* **TASK DESCRIPTION**
Extend the Chris Ash biography below, picking up right after its last sentence.

Biographical details
- Born: December 24, 1973 (age 52) Ottumwa, Iowa, U.S.

Playing career
- 1992–1995: Drake
- Position: Defensive back

Coaching career (HC unless noted)
- 1997: Drake (GA)
- 1998–1999: Drake (DC)
- 2000–2001: Iowa State (GA)
- 2002–2005: Iowa State (DB)
- 2006: Iowa State (DB/RC)
- 2007–08: San Diego State (DB/RC)
- 2009: Iowa State (DB/RC)
- 2010: Wisconsin (DB)
- 2011–2012: Wisconsin (DC/DB)
- 2013: Arkansas (DC/DB)
- 2014–2015: Ohio State (Co-DC/S)
- 2016–2019: Rutgers
- 2019: Texas (analyst)
- 2020: Texas (DC/S)
- 2021: Jacksonville Jaguars (S)
- 2022–2023: Las Vegas Raiders (DB)
- 2025–present: Notre Dame (DC)

Administrative career (AD unless noted)
- 2024: Jacksonville Jaguars (scout)

Head coaching record
- Overall: 8–32

= Chris Ash =

American football coach (born 1973)

Christopher Ash (born December 24, 1973) is an American football coach who is the defensive coordinator of the Notre Dame Fighting Irish. He served as the head coach of the Rutgers Scarlet Knights from 2016 to 2019, and defensive coordinator of the Wisconsin Badgers, Arkansas Razorbacks, Ohio State Buckeyes, and Texas Longhorns. He has also previously coached for the Jacksonville Jaguars and Las Vegas Raiders of the National Football League (NFL).

==Early years==
Ash played college football at Drake University as a defensive back on the football team and earned his bachelor's degree. In 2005, Ash received his master's degree from Iowa State University.

==Coaching career==
===Early career===
Ash held assistant coaching positions with the Drake Bulldogs, Princeton Tigers, Iowa State Cyclones, and San Diego State Aztecs, before being hired by the Wisconsin Badgers in 2010.

* **DATASET ENTRIES**
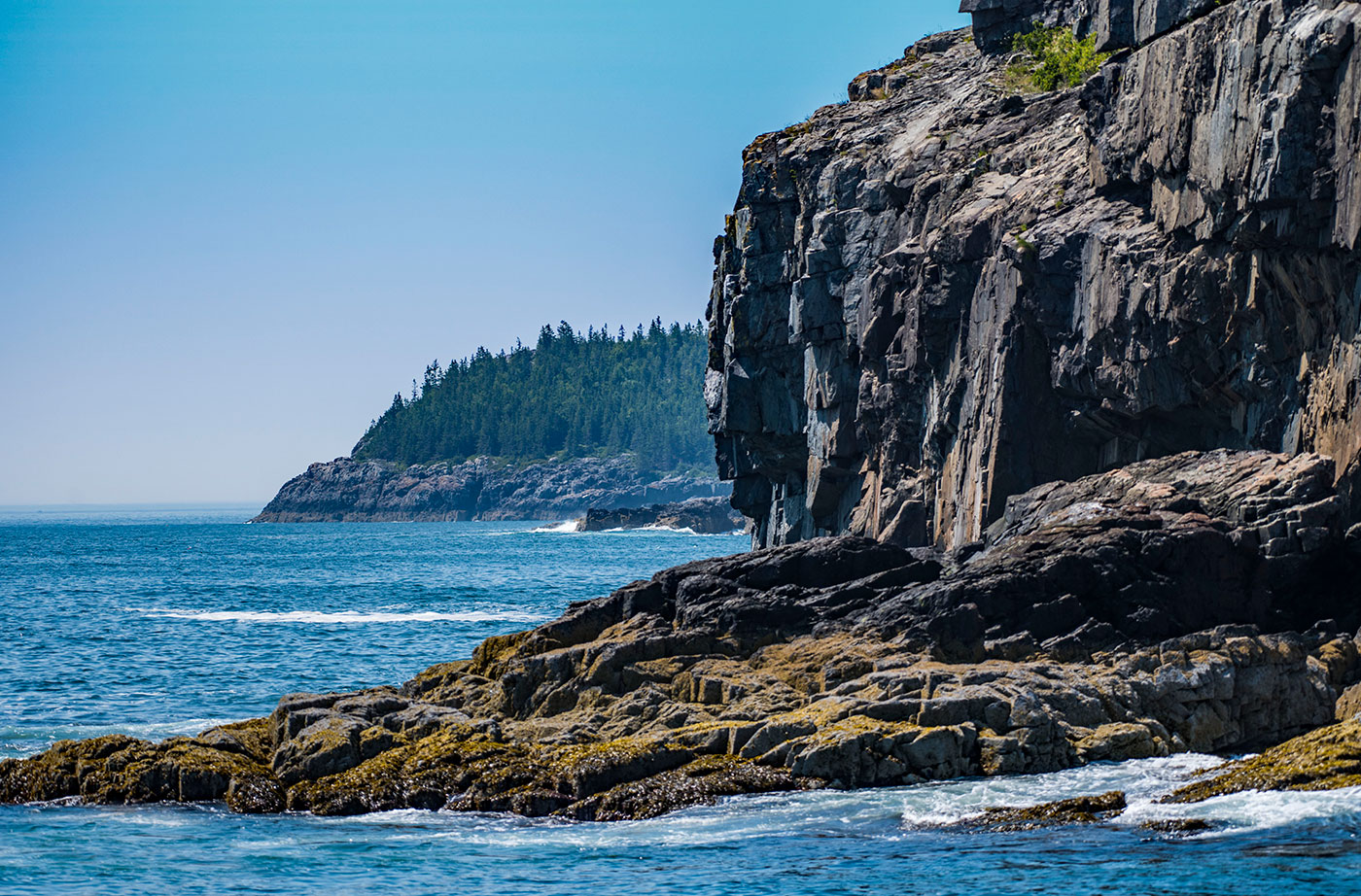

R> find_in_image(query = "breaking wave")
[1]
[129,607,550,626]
...
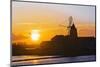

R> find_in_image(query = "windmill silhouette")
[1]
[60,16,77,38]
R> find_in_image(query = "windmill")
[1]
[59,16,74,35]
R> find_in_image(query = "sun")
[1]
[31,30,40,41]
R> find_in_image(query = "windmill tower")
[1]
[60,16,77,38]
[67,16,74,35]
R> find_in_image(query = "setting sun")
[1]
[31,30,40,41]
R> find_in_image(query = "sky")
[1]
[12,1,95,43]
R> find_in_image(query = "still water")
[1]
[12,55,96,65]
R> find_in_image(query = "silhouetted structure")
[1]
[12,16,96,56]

* **REPLY TO THE TASK**
===Arkansas===
In 2012, Ash joined as the defensive coordinator at the University of Arkansas, following former Badgers head coach Bret Bielema who was hired in the same capacity at Arkansas.

===Ohio State===
In January 2014, Ash was hired as the co-defensive coordinator and secondary coach for the Ohio State Buckeyes.

===Rutgers===
On December 7, 2015, Ash agreed to a 5-year, $11 million-guaranteed contract to become the head coach at Rutgers. He was fired as Rutgers head coach on September 29, 2019, due to poor performance.

===Texas===
Ash spent the rest of the 2019 season as an analyst at the University of Texas at Austin.

On December 15, 2019, Ash was hired as the defensive coordinator at Texas there he spent the 2020 season.

===Jacksonville Jaguars===
On February 11, 2021, Ash was hired by the Jacksonville Jaguars as their defensive backs and safeties coach under head coach Urban Meyer. Meyer was later fired after Week 14 due to a 2-11 start, allegations of player abuse, and various other problems. Ash was not retained after the conclusion of the season.

===Las Vegas Raiders===
On February 6, 2022, Ash was hired by the Las Vegas Raiders as their defensive backs coach under head coach Josh McDaniels.
On January 20, a day after Pierce was given the head coach job, Ash was not retained by new Las Vegas Raiders coach Antonio Pierce.

===Notre Dame===
After spending a season as an NFL scout for the Jaguars, Ash was hired to take over as defensive coordinator for Notre Dame after the departure of Al Golden.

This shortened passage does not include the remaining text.